[Entries from a pointing dataset]
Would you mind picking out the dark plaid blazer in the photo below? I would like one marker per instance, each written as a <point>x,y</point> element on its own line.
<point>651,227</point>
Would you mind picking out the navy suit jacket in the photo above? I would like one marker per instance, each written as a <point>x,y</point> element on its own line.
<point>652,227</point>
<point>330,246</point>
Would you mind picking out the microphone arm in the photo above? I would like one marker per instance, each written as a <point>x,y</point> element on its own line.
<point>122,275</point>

● **Required work**: Output every line of the entries above without any change, keeping their order and line breaks.

● **Answer to this task**:
Would you mind picking out the dark plaid blazer in the photo below? I would like one marker per instance, each written as a <point>x,y</point> element on its own line.
<point>651,227</point>
Would you mind picking out the navy suit jacket in the photo above? I would like one marker per instance, each written as a <point>x,y</point> element on its own line.
<point>652,227</point>
<point>330,246</point>
Would you mind picking out the microphone arm in the photo above? I would like one marker per instance, each written as a <point>x,y</point> element on its own line.
<point>122,275</point>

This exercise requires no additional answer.